Pick up the court opinion about the juror Dishman after its last sentence and keep writing it.

_Extract provided_:
+-------+

Appellant makes much of the fact that the juror Dishman was not called in person to testify on the hearing of the motion. The trial court certifies that he considered all the affidavits appearing in the record, and in his qualification declines to certify as true a recital in the bill to the effect that Dishman was available as a witness, because, the court says, there was no evidence before him to that effect, and that to so certify it would be necessary for the court to assume that it was true, when it had not been made known to him in a legal way. We are cited to Wilson v. State, 128 Tex.Crim. R.,79 S.W.2d 852 as having some bearing on the fact that Mr. Dishman did not testify in person on the hearing of the motion. The case *Page 122 is not deemed to be in point. There the party who might have thrown some light on the controversy did not testify either personally or by affidavit.

+-------+

_Provided data_:
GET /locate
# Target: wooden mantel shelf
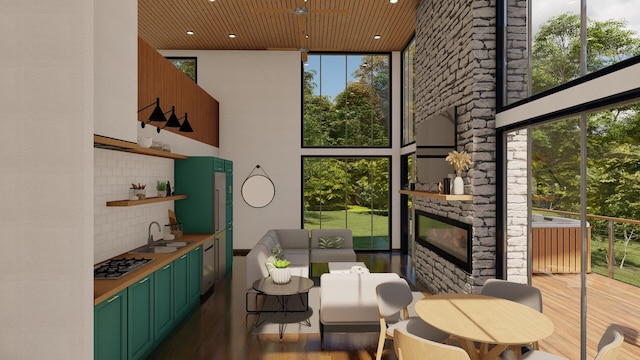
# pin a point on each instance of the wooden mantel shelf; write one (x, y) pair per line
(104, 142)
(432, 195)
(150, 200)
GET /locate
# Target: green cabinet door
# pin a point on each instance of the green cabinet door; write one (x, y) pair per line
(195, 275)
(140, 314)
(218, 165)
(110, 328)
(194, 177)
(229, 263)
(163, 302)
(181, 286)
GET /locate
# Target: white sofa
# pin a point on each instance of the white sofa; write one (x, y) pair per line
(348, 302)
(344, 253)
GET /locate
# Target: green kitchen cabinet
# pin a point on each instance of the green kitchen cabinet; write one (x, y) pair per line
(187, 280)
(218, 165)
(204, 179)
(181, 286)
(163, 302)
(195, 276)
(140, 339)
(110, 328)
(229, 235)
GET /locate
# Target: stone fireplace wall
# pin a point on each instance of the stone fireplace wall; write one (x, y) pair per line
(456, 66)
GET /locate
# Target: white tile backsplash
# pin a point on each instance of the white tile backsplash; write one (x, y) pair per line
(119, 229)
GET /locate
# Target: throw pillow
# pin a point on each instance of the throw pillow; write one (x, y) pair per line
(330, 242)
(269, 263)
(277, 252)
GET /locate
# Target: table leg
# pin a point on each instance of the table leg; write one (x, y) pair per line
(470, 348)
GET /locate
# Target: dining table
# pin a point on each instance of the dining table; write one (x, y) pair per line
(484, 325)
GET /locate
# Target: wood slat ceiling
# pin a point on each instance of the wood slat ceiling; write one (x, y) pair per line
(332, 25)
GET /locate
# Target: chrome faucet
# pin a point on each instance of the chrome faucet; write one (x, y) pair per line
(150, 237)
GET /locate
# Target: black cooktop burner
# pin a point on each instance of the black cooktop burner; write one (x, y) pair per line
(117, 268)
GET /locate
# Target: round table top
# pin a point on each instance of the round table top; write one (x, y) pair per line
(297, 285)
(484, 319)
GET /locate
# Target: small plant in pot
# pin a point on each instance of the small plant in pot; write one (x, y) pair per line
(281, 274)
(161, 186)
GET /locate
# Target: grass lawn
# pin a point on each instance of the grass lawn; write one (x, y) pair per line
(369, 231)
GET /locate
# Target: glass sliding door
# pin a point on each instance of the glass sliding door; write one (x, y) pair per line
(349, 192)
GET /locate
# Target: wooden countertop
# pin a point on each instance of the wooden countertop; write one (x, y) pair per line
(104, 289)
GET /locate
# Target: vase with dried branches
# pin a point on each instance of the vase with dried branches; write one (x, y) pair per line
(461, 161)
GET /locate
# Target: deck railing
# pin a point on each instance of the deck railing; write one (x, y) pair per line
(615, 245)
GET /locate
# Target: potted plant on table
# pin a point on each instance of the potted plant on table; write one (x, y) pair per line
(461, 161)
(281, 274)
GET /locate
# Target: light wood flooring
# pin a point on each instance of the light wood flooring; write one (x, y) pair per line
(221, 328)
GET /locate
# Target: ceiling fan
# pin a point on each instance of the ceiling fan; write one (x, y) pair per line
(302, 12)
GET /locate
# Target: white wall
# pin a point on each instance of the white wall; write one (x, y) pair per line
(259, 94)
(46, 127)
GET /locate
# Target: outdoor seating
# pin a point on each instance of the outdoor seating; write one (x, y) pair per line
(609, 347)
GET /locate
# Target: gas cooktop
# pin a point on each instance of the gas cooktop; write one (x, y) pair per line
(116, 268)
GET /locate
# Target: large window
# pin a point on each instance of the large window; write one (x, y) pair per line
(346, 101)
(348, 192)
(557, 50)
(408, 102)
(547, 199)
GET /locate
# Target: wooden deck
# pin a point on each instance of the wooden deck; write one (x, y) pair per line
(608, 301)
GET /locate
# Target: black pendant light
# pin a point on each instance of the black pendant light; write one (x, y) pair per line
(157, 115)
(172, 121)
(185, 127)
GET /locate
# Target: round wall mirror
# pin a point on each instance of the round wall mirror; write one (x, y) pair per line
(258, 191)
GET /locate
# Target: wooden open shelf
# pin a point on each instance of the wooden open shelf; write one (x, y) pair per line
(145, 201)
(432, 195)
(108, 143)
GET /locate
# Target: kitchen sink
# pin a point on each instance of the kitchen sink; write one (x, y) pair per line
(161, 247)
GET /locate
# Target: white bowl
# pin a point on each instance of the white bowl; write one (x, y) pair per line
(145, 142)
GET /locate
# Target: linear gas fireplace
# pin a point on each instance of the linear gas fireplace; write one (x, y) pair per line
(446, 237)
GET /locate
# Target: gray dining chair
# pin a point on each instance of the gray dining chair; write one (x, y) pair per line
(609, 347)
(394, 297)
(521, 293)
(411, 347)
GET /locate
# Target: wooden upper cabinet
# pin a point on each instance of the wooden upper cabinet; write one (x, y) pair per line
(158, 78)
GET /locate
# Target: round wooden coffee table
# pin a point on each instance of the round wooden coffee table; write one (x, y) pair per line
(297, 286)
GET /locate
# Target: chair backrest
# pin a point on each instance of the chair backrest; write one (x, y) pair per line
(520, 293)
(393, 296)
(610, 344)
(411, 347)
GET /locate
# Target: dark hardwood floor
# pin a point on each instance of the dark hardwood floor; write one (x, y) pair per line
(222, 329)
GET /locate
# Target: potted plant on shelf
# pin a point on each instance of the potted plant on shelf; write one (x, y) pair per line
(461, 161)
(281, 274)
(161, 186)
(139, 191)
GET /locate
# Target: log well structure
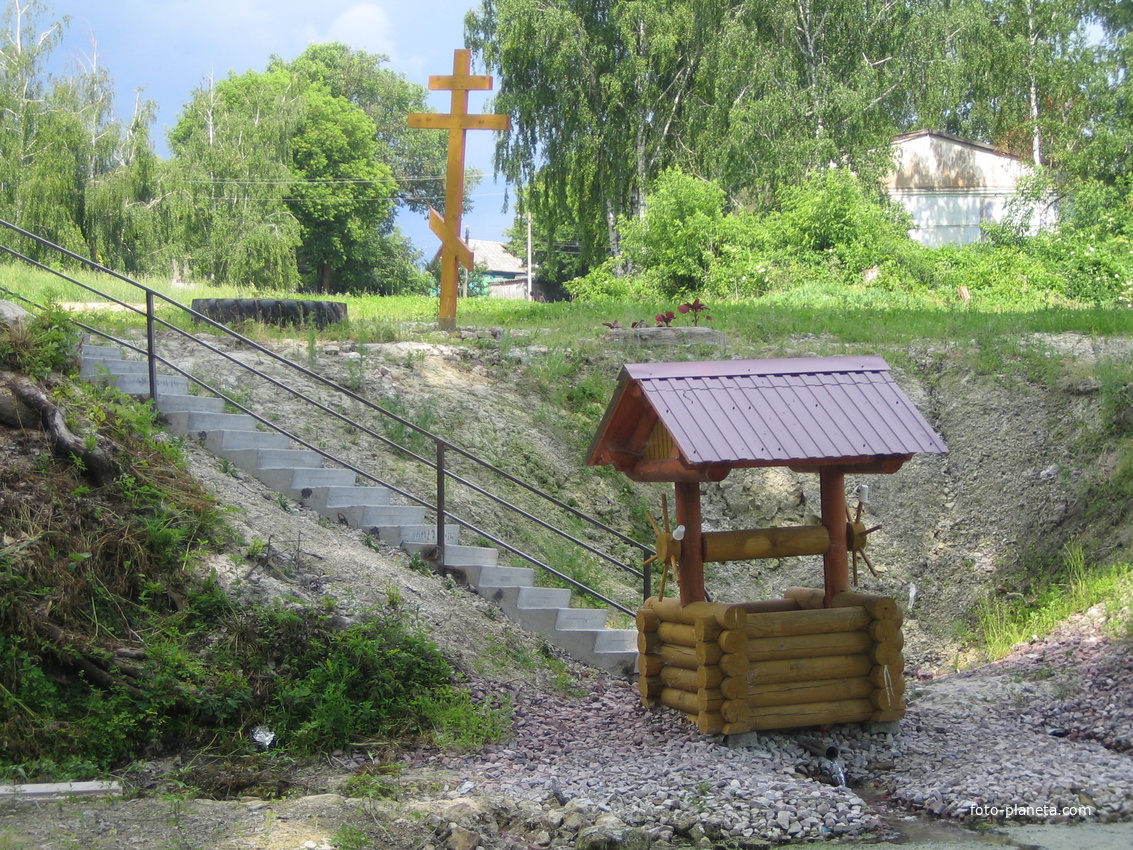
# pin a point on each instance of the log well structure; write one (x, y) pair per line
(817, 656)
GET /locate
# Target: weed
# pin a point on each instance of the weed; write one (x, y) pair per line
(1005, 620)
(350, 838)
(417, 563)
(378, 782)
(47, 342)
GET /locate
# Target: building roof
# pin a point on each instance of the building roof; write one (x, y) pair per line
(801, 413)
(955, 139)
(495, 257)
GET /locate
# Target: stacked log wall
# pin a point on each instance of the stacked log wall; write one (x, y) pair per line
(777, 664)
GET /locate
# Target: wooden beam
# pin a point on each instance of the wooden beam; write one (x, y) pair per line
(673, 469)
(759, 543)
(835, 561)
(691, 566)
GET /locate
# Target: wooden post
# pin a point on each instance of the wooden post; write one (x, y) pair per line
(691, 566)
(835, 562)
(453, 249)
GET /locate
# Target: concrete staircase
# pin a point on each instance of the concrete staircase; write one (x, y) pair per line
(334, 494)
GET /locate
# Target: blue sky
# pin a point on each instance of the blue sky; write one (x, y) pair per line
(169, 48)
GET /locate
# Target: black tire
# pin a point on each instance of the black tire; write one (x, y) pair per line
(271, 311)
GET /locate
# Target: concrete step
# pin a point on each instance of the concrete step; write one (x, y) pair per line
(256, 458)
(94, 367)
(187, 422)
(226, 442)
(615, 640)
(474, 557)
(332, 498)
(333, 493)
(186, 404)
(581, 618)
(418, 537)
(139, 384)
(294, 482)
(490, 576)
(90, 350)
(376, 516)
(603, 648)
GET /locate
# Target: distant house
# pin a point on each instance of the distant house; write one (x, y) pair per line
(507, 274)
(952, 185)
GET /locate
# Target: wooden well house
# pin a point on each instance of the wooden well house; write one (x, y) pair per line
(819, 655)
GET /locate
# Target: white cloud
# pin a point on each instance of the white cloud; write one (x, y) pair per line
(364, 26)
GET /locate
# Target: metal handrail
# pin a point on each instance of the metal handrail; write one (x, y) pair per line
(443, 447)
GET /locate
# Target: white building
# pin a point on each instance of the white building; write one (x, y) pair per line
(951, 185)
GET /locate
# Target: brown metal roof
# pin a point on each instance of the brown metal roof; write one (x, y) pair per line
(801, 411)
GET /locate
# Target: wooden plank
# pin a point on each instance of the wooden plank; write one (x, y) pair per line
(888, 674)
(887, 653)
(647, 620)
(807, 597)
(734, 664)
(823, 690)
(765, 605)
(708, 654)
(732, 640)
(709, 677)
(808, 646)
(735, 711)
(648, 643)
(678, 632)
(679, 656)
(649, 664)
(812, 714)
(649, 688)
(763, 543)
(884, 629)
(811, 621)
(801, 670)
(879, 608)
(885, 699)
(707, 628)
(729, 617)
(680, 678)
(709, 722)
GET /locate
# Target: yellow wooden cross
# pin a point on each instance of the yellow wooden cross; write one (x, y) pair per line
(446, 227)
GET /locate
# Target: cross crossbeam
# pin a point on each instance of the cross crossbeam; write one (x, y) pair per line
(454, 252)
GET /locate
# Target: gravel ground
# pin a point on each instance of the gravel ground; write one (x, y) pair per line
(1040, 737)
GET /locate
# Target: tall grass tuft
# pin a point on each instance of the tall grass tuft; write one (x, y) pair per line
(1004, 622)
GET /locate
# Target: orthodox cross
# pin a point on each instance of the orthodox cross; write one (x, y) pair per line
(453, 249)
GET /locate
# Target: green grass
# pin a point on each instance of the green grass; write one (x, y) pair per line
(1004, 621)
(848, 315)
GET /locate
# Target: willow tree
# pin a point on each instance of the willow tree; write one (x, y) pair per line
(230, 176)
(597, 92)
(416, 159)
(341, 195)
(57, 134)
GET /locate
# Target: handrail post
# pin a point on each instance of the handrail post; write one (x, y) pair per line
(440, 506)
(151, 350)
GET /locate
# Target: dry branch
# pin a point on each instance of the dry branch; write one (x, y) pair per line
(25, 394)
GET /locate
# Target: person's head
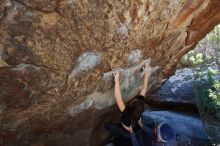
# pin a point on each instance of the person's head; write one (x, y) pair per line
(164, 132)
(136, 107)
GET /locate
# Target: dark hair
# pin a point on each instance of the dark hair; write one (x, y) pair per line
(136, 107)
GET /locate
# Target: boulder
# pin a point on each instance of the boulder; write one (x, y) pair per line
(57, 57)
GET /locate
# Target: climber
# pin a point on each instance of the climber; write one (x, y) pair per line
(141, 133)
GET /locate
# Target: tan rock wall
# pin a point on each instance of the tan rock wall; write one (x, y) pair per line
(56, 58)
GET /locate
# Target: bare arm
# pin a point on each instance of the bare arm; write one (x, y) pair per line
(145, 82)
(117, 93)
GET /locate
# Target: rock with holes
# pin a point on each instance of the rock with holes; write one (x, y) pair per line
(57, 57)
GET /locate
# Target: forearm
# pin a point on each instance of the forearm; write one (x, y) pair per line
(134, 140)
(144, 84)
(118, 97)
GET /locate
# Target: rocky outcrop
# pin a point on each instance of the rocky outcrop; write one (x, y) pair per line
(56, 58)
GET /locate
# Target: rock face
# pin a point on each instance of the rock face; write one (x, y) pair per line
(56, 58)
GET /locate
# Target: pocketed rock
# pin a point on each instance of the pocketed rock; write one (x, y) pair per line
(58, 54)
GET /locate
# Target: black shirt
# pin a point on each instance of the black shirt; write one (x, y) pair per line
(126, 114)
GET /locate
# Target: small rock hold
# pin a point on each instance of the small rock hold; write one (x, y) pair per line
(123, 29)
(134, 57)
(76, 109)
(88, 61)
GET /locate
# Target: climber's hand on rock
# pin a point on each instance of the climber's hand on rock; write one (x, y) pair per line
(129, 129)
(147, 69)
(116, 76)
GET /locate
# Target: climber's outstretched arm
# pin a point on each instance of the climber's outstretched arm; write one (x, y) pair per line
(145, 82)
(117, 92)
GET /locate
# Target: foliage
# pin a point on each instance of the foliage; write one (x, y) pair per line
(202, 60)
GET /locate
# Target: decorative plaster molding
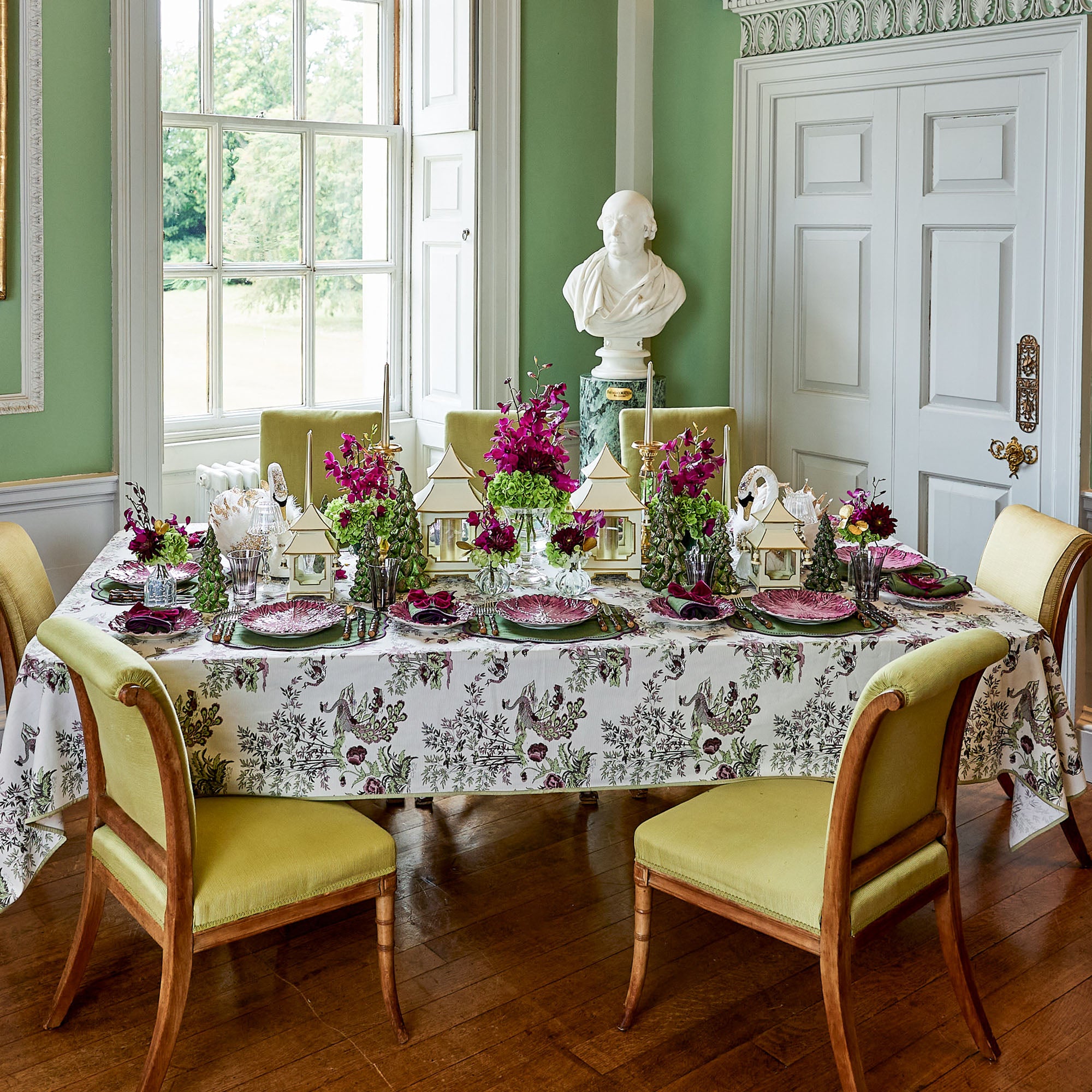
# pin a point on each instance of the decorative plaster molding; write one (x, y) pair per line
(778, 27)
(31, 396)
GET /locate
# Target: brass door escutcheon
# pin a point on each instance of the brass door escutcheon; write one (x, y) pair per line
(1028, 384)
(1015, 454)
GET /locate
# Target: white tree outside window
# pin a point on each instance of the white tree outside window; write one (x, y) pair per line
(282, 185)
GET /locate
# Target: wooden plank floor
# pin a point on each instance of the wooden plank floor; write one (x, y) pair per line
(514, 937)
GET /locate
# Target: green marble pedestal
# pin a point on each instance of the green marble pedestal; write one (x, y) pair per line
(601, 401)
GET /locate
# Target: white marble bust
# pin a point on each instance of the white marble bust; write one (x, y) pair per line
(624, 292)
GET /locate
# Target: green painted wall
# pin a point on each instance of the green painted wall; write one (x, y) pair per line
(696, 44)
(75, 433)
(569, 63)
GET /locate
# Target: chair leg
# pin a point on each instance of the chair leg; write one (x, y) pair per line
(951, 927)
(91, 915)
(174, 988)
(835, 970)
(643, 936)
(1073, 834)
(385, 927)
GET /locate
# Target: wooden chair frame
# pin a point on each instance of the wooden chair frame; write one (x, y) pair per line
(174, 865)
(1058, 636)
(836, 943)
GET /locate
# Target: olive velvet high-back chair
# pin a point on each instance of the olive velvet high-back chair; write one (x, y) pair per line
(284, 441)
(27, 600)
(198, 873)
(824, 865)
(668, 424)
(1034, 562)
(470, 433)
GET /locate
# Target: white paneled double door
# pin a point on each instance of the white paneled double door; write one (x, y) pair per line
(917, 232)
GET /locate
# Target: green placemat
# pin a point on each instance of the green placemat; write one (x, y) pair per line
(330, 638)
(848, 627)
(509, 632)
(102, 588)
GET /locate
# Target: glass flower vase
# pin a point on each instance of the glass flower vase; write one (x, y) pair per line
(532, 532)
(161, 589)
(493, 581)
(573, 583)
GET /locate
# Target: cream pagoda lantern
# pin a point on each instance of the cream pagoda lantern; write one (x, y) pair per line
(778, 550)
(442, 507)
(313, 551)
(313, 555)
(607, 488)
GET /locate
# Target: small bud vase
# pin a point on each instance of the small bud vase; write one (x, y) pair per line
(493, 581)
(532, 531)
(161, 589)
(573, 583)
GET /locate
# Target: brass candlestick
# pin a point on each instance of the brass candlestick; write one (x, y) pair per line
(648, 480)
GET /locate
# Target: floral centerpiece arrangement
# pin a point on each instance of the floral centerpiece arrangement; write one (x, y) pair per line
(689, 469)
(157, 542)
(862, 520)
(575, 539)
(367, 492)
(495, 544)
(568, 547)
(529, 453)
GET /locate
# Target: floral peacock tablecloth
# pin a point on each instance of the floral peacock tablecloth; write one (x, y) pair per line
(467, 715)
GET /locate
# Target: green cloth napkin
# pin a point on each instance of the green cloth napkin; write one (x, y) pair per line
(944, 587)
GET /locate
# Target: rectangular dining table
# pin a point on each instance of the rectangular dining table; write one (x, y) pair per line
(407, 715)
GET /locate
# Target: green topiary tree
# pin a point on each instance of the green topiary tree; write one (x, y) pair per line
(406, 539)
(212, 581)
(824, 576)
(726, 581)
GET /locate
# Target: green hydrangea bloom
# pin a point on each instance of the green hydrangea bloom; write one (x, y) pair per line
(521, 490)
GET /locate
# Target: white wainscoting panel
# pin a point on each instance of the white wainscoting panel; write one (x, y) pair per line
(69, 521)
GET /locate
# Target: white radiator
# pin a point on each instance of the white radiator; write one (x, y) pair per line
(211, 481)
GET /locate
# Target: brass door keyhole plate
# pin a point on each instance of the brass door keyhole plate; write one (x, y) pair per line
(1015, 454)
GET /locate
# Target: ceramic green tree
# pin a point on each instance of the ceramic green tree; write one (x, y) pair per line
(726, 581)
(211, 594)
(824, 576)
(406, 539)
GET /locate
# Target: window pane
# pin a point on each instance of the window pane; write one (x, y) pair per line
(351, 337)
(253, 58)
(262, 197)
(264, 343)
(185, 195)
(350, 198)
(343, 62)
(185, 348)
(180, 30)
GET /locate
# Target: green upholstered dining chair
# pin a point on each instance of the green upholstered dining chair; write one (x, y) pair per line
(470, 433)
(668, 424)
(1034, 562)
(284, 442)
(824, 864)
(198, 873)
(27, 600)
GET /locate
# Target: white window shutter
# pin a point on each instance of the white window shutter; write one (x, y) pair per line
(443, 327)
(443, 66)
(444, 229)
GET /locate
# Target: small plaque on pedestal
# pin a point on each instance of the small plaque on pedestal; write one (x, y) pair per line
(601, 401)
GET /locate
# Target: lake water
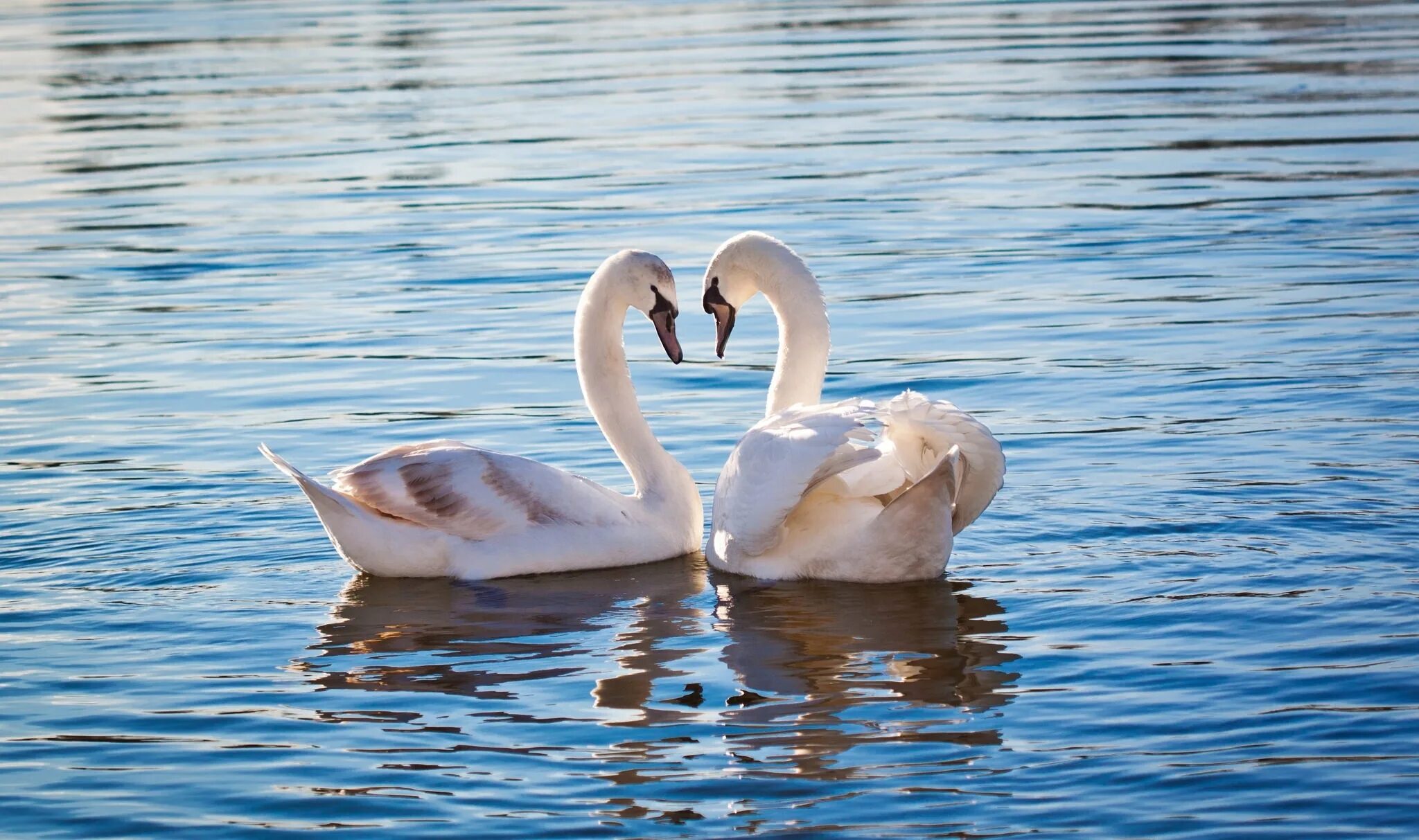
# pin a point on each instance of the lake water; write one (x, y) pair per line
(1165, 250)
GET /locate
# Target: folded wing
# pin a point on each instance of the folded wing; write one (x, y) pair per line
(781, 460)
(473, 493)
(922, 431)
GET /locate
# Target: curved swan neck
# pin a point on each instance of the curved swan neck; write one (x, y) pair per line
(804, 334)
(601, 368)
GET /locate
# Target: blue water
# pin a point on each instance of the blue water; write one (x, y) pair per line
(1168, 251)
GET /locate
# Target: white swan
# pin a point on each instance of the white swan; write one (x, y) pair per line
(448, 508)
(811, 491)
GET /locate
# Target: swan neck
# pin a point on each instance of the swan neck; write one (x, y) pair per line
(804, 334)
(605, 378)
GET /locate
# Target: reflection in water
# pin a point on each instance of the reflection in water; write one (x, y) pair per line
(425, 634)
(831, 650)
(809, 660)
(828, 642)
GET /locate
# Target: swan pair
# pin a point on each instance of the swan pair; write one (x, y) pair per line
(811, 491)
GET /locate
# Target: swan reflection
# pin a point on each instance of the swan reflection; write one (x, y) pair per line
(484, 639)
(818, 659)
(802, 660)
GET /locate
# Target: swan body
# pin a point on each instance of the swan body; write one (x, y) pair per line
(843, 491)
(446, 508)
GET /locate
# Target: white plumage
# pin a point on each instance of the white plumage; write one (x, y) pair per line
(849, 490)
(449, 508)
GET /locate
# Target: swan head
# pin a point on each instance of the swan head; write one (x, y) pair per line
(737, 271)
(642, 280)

+-------+

_Reply_:
The trial court and this court should always be vigilant to secure fairness and impartiality on the part of jurors, but the record before us presents a typical case where this court should move with extreme caution before holding that the trial court abused his discretion in declining to find that the juror was unfair and biased. A case could scarcely be presented where the issues were more clearly presented than in the one now before us. Certainly the trial judge was in a better position to determine that issue of fact than is this court, and we discover nothing in the record which challenges the correct exercise of the trial court's judicial discretion. Certainly the evidence upon the question was conflicting, and the evidence on the State's part was sufficient to support the trial court's ruling. He evidently accepted the State's evidence as true on the controverted issue. Making application of the controlling principles stated in the beginning of this opinion we find no just reason for disturbing the trial court's judgment.

Appellant's motion for rehearing is overruled.